Challenge
Rewrite the items below, replacing "giving pixel coordinates" with "giving image coordinates" everywhere and keeping everything else the same. Leave the pictures out of your answer.

** Start Dataset records **

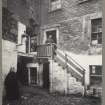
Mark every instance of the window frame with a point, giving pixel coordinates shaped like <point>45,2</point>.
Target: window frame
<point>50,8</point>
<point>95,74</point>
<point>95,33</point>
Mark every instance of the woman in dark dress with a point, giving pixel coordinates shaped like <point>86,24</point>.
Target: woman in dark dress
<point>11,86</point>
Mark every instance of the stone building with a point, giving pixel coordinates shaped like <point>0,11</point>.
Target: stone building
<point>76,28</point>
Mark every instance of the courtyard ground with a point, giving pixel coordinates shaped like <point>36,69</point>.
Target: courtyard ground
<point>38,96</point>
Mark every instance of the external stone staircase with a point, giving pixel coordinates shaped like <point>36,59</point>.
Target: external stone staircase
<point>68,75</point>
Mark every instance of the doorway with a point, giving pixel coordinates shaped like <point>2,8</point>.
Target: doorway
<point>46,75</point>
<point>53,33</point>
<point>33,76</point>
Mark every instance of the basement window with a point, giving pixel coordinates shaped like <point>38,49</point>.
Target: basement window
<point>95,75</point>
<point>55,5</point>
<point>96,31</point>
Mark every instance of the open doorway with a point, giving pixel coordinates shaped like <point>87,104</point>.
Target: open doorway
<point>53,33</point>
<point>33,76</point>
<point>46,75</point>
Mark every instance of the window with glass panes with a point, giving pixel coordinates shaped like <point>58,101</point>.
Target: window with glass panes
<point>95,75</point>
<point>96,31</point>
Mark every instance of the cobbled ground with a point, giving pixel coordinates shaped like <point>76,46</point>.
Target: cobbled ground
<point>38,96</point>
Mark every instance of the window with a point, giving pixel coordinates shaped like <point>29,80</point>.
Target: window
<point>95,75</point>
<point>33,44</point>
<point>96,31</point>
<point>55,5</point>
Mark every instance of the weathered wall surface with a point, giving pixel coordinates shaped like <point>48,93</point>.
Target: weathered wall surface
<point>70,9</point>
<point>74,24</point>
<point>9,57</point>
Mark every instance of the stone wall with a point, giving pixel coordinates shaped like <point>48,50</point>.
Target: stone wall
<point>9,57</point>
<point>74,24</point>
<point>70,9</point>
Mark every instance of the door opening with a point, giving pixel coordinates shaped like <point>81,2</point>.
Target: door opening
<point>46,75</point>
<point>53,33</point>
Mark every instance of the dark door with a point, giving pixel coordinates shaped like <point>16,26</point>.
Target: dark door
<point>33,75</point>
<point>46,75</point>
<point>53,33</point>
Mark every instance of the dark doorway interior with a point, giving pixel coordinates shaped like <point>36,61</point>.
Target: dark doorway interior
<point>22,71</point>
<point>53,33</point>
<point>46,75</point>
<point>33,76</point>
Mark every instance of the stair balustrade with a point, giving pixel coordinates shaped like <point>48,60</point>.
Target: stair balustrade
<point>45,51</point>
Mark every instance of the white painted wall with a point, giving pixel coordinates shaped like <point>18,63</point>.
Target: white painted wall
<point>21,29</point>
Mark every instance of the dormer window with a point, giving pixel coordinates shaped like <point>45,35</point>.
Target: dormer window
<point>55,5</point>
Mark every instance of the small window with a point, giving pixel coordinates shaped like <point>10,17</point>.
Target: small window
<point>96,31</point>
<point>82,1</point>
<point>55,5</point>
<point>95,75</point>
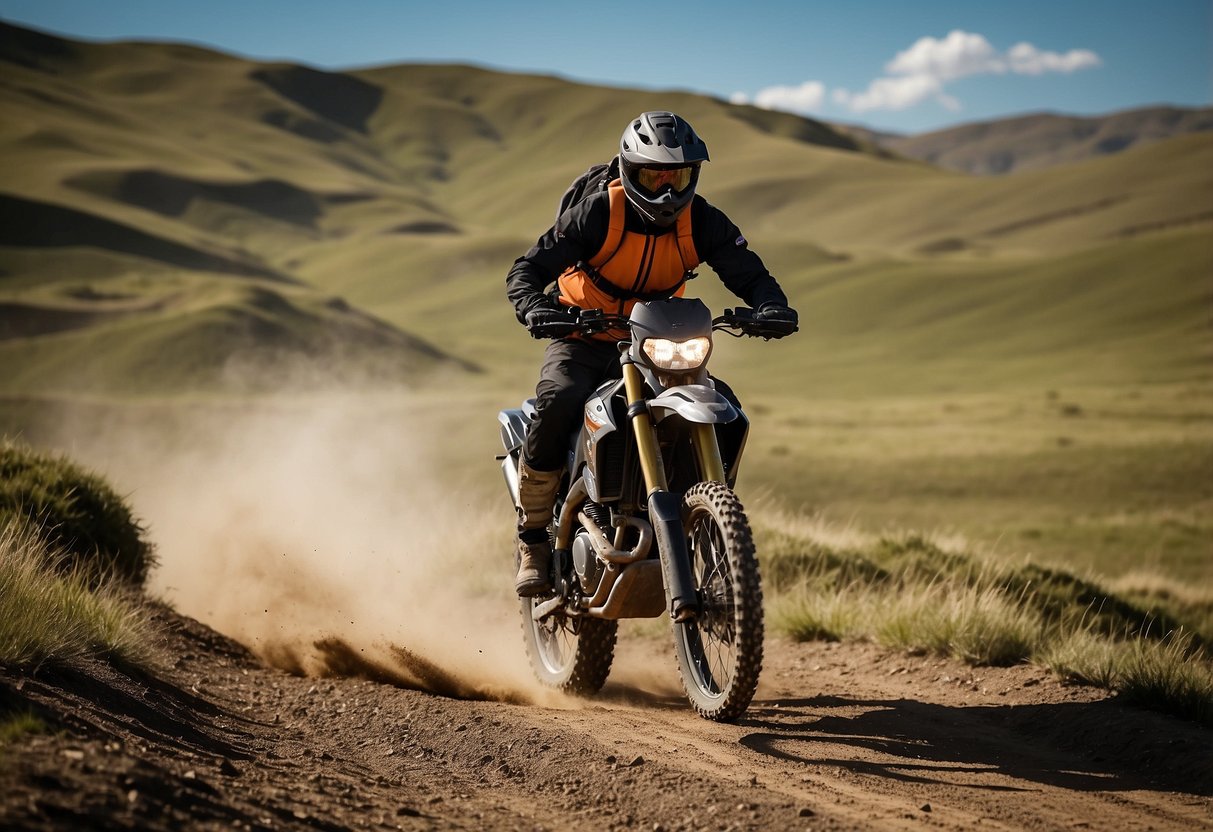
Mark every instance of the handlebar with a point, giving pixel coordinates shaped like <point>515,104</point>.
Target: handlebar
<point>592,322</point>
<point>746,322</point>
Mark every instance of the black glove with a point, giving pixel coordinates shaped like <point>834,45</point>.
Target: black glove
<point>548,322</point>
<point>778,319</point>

** End Dataset records **

Answer to the task
Mark every instance of the window frame with a point, giving image coordinates shaped like <point>45,2</point>.
Target: window frame
<point>50,8</point>
<point>95,74</point>
<point>95,33</point>
Mark every instance of the woman in dark dress with a point, giving image coordinates shaped like <point>86,24</point>.
Target: woman in dark dress
<point>11,86</point>
Mark every instance of the stone building with a point, giving image coordinates shaped like <point>0,11</point>.
Target: stone building
<point>76,28</point>
Mark every instance of the courtyard ground with a point, giving image coordinates shaped like <point>36,69</point>.
Target: courtyard ground
<point>38,96</point>
Mark every instance of the external stone staircase with a point, giving image coordinates shaped like <point>36,59</point>.
Target: external stone staircase
<point>68,75</point>
Mark every instance of the doorway with a point, giving image coordinates shaped like <point>2,8</point>.
Target: doorway
<point>46,75</point>
<point>53,33</point>
<point>33,76</point>
Mark every instance of the basement window with a point, giving image coordinates shaped like <point>38,49</point>.
Target: basement window
<point>95,75</point>
<point>55,5</point>
<point>96,31</point>
Mark every instance of the open doorway with a point, giving image coordinates shaped like <point>87,104</point>.
Target: open doorway
<point>53,33</point>
<point>33,76</point>
<point>46,75</point>
Mark every instance of the window with glass panes with a point, giving image coordinates shaped like <point>58,101</point>.
Target: window with glass panes
<point>95,75</point>
<point>96,31</point>
Mark every instance of the cobbled ground with a point, giving image coordinates shaped like <point>76,46</point>.
Target: cobbled ground
<point>38,96</point>
Mark every instance of the window with a point, giving image coordinates shaped like <point>29,80</point>.
Target: window
<point>95,75</point>
<point>33,44</point>
<point>96,31</point>
<point>55,5</point>
Mark every instance of the weathered wall surface with a point, giving image coordinates shaped like <point>48,93</point>.
Target: weathered wall surface
<point>70,9</point>
<point>74,24</point>
<point>9,57</point>
Mark every instance of the stone wall with a point, giving image coordinates shaped like <point>48,50</point>.
Target: stone wall
<point>9,57</point>
<point>74,24</point>
<point>70,9</point>
Mark every instance of the door opening with a point, giving image coordinates shaped like <point>81,2</point>.
Target: door opening
<point>46,75</point>
<point>53,33</point>
Mark every instance of the dark door with a point, giving image coordinates shaped like <point>16,26</point>.
Target: dark door
<point>33,75</point>
<point>46,75</point>
<point>53,33</point>
Mark every instance of the dark doorway interior with a point, giving image coordinates shaped like <point>36,61</point>.
Target: dark doorway interior
<point>22,71</point>
<point>53,33</point>
<point>46,75</point>
<point>33,76</point>
Mark every instance of the stair balustrade with a point, giving image coordinates shaped like <point>48,60</point>.
Target: stair balustrade
<point>45,51</point>
Mark every instance of the white painted wall with a point, giving image coordinates shaped like <point>18,63</point>.
Target: white painted wall
<point>21,29</point>
Mark every instance of the dormer window with a point, giving image coordinates shaped like <point>45,35</point>.
Target: dormer window
<point>55,5</point>
Mark every instance of the small window with a point, giving image coordinates shaped like <point>10,17</point>.
Target: small window
<point>96,31</point>
<point>82,1</point>
<point>55,5</point>
<point>95,75</point>
Mark every instance of the handlebar with a point, giving image coordinates shaped like <point>515,104</point>.
Target: handlebar
<point>592,322</point>
<point>746,322</point>
Mark every instance of the black glove with a point, giving image coordinates shaped like <point>834,45</point>.
Target: black glove
<point>548,322</point>
<point>778,319</point>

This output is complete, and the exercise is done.